*Set problem A:* In the concert notes, what caused Mozart to compose works with prominent solo flute parts during his 1777 stay in Mannheim?

*Page extract:*
####################

Engelbert Humperdinck – Hänsel & Gretel Overture
Wolfgang Amadeus Mozart – Concerto in D Major for Flute & Orchestra, K.314
Peter Warlock – Capriol Suite for Full Orchestra
Georges Bizet – Carmen Suite No.1; Danse Bohème from Carmen Suite No.2

For the concerto, we are delighted to have engaged Daniel Shao. Daniel is a British-Chinese flautist raised in London. Having graduated from Oxford University and the Royal Academy, he has won many prizes including the British Flute Society Young Artist competition, and he was a televised woodwind finalist in BBC Young Musician 2024.
Daniel’s playing has been described as “shapely and silvery” (Classical Source) and possessing “virtuosity, charm, and charisma in abundance” (The Telegraph). He enjoys chamber music and outreach work, such as for Live Music Now with the Coriolis Quintet, and loves performing and creating new repertoire as a member of the contemporary collective Tangram, who explore cross-cultural Chinese existence. In his spare time, he likes guzzling coffee, sleeping, art galleries, and yoga.

Daniel has appeared on Jess Gillam’s BBC Radio 3 programme ‘This Classical Life’, available on BBC Sounds here:
https://www.bbc.co.uk/sounds/play/m001t2xv

You can see an extract from Daniel’s Buxton Festival recital earlier in the summer here:
https://www.instagram.com/p/DMhzAcso6gd/?hl=en

On a more lighthearted note, you can hear him playing in St Pancras railway station here:
https://www.instagram.com/p/CtjvzELII98/?hl=en

Find out more about Daniel at his website:
https://danielshaoflute.com/


Engelbert Humperdinck was a German composer best known for his fairytale opera, Hänsel and Gretel, which he wrote in the early 1890s. The enchanting “fairytale play” was originally a labour of love, setting to music his sister’s writing of some verses based on the Grimm brothers’ fairytale of the same name. Humperdink later enlarged it to 16 songs with piano accompaniment, and then to a fully-fledged three-act opera.
Humperdinck himself considered the overture to be a prelude, and as with many overtures, it makes references to songs and dances in the opera including the Witch’s spell “Hocus pocus” and the final scene “The witch is dead”. It opens with the gentle hymn “Evening Prayer”, a beautiful French horn chorale, and the theme later returns in the “Prayer and dream” scene in the opera. A trumpet fanfare then starts serenely and builds to a faster section. Towards the end of the overture, all the major themes are interwoven in an elegant counterpoint that leads to a stirring climax, after which the opening horn chorale once again establishes the dreamy mood with which the opera begins.

In 1777 Mozart was 21 years old on one of his job-hunting tours in Mannheim, the base for one of Europe’s great orchestras. While there, Mozart was commissioned by the physician and amateur musician Ferdinand De Jean to compose a set of works with prominent solo flute parts: three flute concertos and six flute quartets.

####################

Pointing and labeling entries
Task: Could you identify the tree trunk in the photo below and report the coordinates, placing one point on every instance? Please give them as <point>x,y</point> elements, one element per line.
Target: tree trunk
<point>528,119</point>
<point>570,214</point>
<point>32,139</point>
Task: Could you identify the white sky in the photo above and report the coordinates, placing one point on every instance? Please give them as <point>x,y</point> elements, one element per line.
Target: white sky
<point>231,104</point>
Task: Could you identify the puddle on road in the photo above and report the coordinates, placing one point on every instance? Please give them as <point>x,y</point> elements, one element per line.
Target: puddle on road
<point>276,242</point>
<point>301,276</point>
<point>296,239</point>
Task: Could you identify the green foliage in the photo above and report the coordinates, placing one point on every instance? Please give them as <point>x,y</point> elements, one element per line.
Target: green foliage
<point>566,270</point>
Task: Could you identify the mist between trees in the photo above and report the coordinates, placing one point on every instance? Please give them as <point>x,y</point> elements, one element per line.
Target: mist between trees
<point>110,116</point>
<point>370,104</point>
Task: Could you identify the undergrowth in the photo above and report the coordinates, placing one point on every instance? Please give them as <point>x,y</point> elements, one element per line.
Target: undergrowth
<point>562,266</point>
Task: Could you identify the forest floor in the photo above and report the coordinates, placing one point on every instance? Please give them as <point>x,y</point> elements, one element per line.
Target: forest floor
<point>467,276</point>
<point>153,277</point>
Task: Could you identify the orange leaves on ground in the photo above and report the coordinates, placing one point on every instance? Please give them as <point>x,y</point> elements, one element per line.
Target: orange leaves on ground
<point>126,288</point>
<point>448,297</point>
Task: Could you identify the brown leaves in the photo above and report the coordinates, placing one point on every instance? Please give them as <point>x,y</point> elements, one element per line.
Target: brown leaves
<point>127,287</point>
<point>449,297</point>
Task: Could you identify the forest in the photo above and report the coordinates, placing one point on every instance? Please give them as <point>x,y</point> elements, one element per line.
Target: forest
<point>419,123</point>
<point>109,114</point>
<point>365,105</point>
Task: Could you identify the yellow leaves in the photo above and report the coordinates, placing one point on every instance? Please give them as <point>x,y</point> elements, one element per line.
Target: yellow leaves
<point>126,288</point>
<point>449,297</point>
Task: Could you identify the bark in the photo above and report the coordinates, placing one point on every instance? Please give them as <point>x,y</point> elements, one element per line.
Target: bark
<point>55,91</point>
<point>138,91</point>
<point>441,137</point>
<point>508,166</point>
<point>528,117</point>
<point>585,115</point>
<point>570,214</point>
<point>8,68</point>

####################

*Set problem B:* Copy the records from their first line through the line holding "<point>32,139</point>", with both of those lines included.

*Complete output A:* He had been commissioned to write them by Ferdinand De Jean, a physician and amateur musician. The commission called for three flute concertos and six flute quartets.

*Complete output B:*
Task: Could you identify the tree trunk in the photo below and report the coordinates, placing one point on every instance? Please give them as <point>x,y</point> elements, one element per line.
Target: tree trunk
<point>528,119</point>
<point>570,214</point>
<point>32,139</point>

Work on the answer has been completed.